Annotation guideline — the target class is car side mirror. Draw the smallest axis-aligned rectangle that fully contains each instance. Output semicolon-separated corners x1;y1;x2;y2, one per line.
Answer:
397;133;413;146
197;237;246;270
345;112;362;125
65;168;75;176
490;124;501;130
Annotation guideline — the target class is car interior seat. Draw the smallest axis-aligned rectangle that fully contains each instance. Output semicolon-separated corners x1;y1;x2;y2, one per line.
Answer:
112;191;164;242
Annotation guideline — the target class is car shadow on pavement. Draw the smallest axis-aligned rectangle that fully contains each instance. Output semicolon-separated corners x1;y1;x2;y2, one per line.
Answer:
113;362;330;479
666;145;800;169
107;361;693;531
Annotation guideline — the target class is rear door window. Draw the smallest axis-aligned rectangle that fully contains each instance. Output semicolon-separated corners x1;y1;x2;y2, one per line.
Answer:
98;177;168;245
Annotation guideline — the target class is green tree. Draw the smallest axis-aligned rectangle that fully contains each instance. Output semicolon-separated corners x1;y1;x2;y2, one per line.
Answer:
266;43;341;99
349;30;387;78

● **Exercise**: Which of the lines above include the word "Annotation"? Copy each of them.

● **Answer space**:
Annotation guideline — the target class is car side mirror. Draw the smallest axis-aligned rectangle that fully contains each instance. Output semicolon-separated corners x1;y1;x2;y2, one per line.
Annotation guideline — the target class is car interior seat. Draw the smallest axis-aligned rectangle that fully contains each instance. Output semicolon-separated corners x1;y1;x2;y2, one per line.
Annotation guideline — the target class is car shadow on pavement. Draw the smallest axis-aligned rectangle that fully contains each instance. Output semicolon-separated corners x1;y1;x2;y2, one per line.
Annotation guideline — the target class is rear door window. Draw the smallest axis-aligned rectangle that fully contains each instance. Output semicolon-separated corners x1;y1;x2;y2, one per line.
Annotation guideline — the target class is green tree. Draw the smallest axis-aligned rectangle that fully contains each instance. Output semicolon-separated corners x1;y1;x2;y2, one per line.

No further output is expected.